**Written request**
Return all of the records below unchanged, line for line.

**Position annotation records**

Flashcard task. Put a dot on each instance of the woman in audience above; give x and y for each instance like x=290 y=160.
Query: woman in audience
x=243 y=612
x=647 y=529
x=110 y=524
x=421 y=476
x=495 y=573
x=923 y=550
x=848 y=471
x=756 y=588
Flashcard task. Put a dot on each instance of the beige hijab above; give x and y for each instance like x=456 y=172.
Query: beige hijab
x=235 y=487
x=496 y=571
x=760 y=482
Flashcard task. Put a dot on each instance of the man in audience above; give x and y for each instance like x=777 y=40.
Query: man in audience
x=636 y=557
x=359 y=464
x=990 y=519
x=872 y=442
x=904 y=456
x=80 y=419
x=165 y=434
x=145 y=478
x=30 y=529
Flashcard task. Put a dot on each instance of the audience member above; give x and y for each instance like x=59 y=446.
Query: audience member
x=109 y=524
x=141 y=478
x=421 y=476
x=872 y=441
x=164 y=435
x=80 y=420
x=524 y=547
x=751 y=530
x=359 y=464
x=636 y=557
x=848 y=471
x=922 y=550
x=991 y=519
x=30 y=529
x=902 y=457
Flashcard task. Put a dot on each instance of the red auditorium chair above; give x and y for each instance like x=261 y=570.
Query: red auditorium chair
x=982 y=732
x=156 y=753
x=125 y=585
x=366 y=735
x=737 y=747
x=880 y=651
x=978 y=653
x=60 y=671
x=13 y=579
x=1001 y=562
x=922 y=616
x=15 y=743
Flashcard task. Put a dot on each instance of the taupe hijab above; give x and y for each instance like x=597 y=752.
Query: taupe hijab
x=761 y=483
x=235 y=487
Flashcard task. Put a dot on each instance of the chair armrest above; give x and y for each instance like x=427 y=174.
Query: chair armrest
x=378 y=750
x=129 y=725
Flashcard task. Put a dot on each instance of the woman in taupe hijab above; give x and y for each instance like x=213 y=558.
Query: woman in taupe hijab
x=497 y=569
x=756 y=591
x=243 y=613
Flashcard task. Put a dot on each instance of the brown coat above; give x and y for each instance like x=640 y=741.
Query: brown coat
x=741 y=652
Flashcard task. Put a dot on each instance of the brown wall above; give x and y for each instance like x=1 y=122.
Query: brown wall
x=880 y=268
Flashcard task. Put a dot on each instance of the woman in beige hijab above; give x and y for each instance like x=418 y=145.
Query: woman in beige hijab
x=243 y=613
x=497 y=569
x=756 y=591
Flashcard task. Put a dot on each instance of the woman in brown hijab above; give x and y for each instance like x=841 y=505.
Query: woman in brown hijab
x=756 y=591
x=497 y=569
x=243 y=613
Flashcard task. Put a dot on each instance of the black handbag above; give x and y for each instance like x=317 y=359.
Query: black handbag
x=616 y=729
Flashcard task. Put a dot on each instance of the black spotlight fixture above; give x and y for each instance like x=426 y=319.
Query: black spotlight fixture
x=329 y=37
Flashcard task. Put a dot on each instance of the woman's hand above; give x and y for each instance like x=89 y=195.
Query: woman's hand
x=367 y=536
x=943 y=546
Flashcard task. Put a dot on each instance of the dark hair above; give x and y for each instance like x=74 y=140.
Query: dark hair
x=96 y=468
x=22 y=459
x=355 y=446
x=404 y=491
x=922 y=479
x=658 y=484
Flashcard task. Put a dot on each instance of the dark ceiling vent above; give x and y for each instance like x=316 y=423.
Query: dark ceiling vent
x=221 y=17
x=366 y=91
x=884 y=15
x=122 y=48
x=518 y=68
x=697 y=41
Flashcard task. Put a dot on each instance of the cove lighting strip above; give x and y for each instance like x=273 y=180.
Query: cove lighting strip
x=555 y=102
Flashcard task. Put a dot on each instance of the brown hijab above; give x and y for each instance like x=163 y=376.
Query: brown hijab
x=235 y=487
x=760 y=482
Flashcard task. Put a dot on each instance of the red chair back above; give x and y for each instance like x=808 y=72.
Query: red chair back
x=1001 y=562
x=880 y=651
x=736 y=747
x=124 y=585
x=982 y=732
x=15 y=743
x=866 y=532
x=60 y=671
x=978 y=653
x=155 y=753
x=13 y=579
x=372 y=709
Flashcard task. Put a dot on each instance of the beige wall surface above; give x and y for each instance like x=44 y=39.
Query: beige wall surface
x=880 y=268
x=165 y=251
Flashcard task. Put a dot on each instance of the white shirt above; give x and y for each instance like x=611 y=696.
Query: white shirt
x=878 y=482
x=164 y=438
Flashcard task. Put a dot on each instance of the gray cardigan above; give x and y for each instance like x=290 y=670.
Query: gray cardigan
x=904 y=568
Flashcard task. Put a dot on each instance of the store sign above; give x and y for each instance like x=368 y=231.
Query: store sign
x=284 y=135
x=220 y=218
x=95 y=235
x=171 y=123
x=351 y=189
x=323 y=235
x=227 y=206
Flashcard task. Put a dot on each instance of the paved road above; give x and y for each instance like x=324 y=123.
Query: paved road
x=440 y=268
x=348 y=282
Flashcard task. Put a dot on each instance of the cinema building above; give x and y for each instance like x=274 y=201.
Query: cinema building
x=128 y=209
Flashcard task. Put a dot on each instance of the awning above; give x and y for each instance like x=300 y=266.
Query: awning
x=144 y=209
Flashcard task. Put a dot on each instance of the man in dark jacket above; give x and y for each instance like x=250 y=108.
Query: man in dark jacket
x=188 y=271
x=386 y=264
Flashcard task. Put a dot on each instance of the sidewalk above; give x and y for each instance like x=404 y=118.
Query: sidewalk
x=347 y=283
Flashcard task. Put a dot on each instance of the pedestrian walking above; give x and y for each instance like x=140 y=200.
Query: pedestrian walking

**Completed task**
Flashcard task. Put a dot on each instance of the woman in audience above; give x and y for each instance like x=290 y=160.
Query: woman in audience
x=243 y=612
x=647 y=529
x=110 y=524
x=421 y=476
x=495 y=573
x=923 y=550
x=848 y=471
x=756 y=588
Flashcard task. Put a dot on each instance of the beige hijab above; give x and y for each instance like x=456 y=172.
Query: beige hijab
x=235 y=487
x=496 y=571
x=760 y=482
Flashcard task. Put a dot on each instance of the man in audience above; give x and y for each instance like x=777 y=40.
Query: man in audience
x=636 y=557
x=359 y=464
x=990 y=519
x=872 y=442
x=904 y=456
x=80 y=419
x=165 y=434
x=145 y=478
x=30 y=529
Flashcard task. Put a dot on each instance of the audience member above; give x and y for each instance like x=59 y=446.
Query: audience member
x=109 y=524
x=141 y=478
x=421 y=476
x=872 y=441
x=164 y=435
x=80 y=420
x=524 y=547
x=751 y=530
x=359 y=464
x=636 y=557
x=848 y=471
x=922 y=550
x=991 y=519
x=30 y=529
x=902 y=457
Flashcard task. Put a dot on each instance of the red auditorium chair above; give x and y for each instance like x=261 y=570.
Query: red auditorium chair
x=982 y=732
x=156 y=753
x=125 y=585
x=366 y=735
x=737 y=747
x=880 y=651
x=978 y=653
x=60 y=671
x=13 y=579
x=1001 y=562
x=922 y=616
x=15 y=743
Flashcard task. Put a dot on each instance of the taupe hijab above; give x and y for each instance like x=597 y=752.
Query: taupe hijab
x=761 y=483
x=235 y=487
Flashcard task. Put a dot on each instance of the chair armrest above; give x and y for each instance like x=427 y=174.
Query: chair armrest
x=378 y=750
x=129 y=725
Flashcard task. Put a dot on each instance of the woman in taupe hijab above; give x and y for each instance like x=213 y=558.
Query: woman in taupe hijab
x=497 y=569
x=756 y=591
x=243 y=613
Flashcard task. Put a dot on each instance of the brown coat above; give x and y for each instance like x=640 y=741.
Query: brown coat
x=741 y=652
Flashcard task. Put a dot on each instance of the brown wall above; give x and y for each instance like x=1 y=122.
Query: brown wall
x=880 y=268
Flashcard task. Put a dot on each instance of the woman in beige hijab above; give x and y for each instance like x=418 y=145.
Query: woman in beige hijab
x=243 y=613
x=497 y=569
x=756 y=591
Flashcard task. Put a dot on each instance of the woman in brown hijab above; give x and y for each instance like x=841 y=505.
Query: woman in brown hijab
x=756 y=591
x=497 y=569
x=243 y=613
Flashcard task. Put a dot on each instance of the black handbag above; give x and y for each instance like x=317 y=359.
Query: black handbag
x=616 y=729
Flashcard task. Put a dot on each instance of the black spotlight fixture above; give x and y for each instance like x=426 y=319.
Query: black spotlight fixture
x=329 y=37
Flashcard task. Put a dot on each instance of the woman's hand above; give x and y for each instance like x=89 y=195.
Query: woman's hand
x=367 y=536
x=943 y=546
Flashcard task. Put a dot on each instance of the dark hair above; give x and y for each instance like x=74 y=140.
Query: dark hair
x=96 y=468
x=22 y=459
x=355 y=446
x=404 y=491
x=922 y=479
x=658 y=484
Flashcard task. Put a dot on each instance of the dark ceiling vent above; give x and y for each instance like x=316 y=423.
Query: dark ceiling vent
x=221 y=17
x=366 y=91
x=884 y=15
x=122 y=48
x=518 y=68
x=697 y=41
Flashcard task. Put a dot on each instance of the cove lighting strip above; give x and y for each instance like x=273 y=180.
Query: cove lighting strip
x=555 y=102
Flashcard task. Put a dot on each instance of the brown hijab above; give x and y for each instance like x=163 y=376.
Query: brown hijab
x=235 y=487
x=760 y=482
Flashcard task. Put a dot on each instance of the red chair back above; give x and y for each instance like x=808 y=72.
Query: red chair back
x=1001 y=562
x=880 y=651
x=736 y=747
x=124 y=585
x=982 y=732
x=15 y=743
x=866 y=532
x=60 y=671
x=978 y=653
x=155 y=753
x=13 y=579
x=372 y=709
Flashcard task. Put a dot on each instance of the beige wall surface above; give x and y for each instance like x=44 y=39.
Query: beige wall surface
x=880 y=268
x=165 y=251
Flashcard task. Put a dot on each instance of the white shirt above; give x and y for each instance like x=611 y=696.
Query: white shirt
x=878 y=482
x=164 y=438
Flashcard task. Put a dot on each instance of the gray cardigan above; give x and y for each instance like x=290 y=670.
Query: gray cardigan
x=904 y=568
Flashcard task. Put a dot on each instance of the store sign above; give x and y for each instance like x=368 y=231.
Query: store sign
x=284 y=135
x=220 y=218
x=95 y=235
x=171 y=123
x=351 y=189
x=323 y=235
x=227 y=206
Flashcard task. Put a dot on each instance of the paved road above; give x and y for each instance like x=324 y=123.
Query: paved road
x=440 y=268
x=348 y=282
Flashcard task. Put a dot on each instance of the cinema building above; give x and y for each instance like x=274 y=201.
Query: cinema building
x=128 y=209
Flashcard task. Put a dot on each instance of the awning above; give x and y for each instance like x=300 y=266.
Query: awning
x=144 y=209
Flashcard task. Put a dot on each instance of the man in dark jacket above; give x and y for each instance like x=250 y=108.
Query: man in dark jacket
x=188 y=271
x=386 y=264
Flashcard task. Put a dot on each instance of the sidewalk above; give x and y for each instance like x=404 y=118.
Query: sidewalk
x=347 y=283
Flashcard task. Put a dot on each instance of the pedestrian walking above; give x and y for each instance like x=140 y=200.
Query: pedestrian walking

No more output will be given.